* [Data]:
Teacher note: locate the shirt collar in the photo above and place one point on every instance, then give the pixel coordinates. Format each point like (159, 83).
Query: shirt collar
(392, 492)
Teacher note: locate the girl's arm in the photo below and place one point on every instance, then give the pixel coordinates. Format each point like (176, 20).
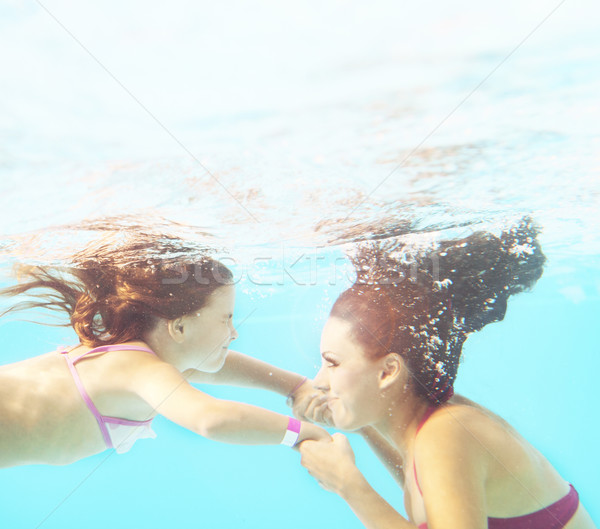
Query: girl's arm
(452, 470)
(332, 464)
(166, 391)
(246, 371)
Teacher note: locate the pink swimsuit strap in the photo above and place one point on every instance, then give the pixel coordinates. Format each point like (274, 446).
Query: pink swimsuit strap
(555, 516)
(103, 419)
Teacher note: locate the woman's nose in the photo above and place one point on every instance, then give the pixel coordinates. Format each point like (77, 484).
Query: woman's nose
(321, 381)
(233, 333)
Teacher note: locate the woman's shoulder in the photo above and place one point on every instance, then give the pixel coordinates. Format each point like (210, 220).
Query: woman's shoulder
(463, 427)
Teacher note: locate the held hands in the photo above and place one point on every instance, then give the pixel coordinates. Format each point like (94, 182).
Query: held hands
(310, 404)
(331, 463)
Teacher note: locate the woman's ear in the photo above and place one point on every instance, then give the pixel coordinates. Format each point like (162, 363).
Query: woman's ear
(176, 329)
(391, 369)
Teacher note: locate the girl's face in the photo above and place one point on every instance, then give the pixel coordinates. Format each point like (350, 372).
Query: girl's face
(210, 330)
(349, 378)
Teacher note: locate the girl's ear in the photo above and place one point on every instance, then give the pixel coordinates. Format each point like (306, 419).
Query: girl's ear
(176, 329)
(391, 369)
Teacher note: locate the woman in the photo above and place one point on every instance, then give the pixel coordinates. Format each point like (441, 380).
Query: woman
(390, 351)
(146, 331)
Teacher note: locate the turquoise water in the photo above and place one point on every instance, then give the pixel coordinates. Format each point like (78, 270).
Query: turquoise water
(284, 133)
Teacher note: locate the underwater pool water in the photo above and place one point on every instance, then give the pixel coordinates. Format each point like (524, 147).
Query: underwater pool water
(283, 134)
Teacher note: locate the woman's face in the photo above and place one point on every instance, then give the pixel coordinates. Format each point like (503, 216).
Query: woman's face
(210, 330)
(349, 378)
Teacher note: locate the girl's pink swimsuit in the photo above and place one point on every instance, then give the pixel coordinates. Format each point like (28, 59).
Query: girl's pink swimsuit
(120, 434)
(555, 516)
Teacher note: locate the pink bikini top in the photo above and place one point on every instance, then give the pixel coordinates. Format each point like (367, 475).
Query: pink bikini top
(120, 434)
(555, 516)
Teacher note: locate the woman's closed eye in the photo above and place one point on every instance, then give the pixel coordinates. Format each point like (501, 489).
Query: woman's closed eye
(330, 362)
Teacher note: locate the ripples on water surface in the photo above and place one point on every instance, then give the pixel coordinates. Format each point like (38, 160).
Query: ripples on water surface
(263, 126)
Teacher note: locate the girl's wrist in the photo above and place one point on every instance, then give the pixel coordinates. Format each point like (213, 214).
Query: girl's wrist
(353, 485)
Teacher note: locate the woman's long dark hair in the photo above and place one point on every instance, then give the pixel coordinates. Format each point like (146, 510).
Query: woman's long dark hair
(423, 304)
(110, 303)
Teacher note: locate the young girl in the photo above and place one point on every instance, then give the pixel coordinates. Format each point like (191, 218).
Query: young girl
(391, 350)
(146, 331)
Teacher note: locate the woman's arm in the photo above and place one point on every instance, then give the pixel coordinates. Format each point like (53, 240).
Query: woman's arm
(452, 469)
(246, 371)
(332, 464)
(167, 392)
(386, 453)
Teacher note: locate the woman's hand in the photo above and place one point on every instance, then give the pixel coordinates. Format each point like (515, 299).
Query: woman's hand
(331, 463)
(310, 404)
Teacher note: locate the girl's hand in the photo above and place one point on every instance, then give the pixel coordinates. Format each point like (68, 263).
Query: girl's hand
(331, 463)
(310, 404)
(312, 432)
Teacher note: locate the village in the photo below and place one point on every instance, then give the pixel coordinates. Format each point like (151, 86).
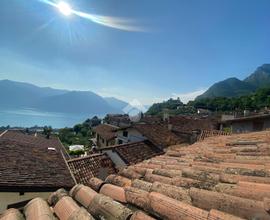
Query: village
(170, 167)
(134, 110)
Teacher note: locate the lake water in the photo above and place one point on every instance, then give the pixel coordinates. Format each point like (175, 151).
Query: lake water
(31, 117)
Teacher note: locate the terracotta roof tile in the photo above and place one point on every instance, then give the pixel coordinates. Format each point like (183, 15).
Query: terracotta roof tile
(198, 187)
(135, 152)
(106, 131)
(95, 165)
(32, 163)
(159, 135)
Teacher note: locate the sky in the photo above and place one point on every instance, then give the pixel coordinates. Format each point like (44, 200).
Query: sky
(171, 48)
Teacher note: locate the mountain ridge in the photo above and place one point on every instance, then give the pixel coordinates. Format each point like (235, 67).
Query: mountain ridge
(233, 87)
(27, 95)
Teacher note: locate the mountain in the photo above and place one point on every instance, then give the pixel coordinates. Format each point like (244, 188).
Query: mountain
(230, 87)
(261, 77)
(17, 95)
(233, 87)
(116, 103)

* [Task description]: What lines of the material above hold the string "below"? Please copy them.

* [Finished exercise]:
Teacher note: locate the girl's arm in the photo below and place one point on every instance, then give the pixel coordinates. Format each point like (176, 20).
Teacher note: locate the village in the photo below and place one point on every instance, then give the pixel coordinates. Format each point like (151, 86).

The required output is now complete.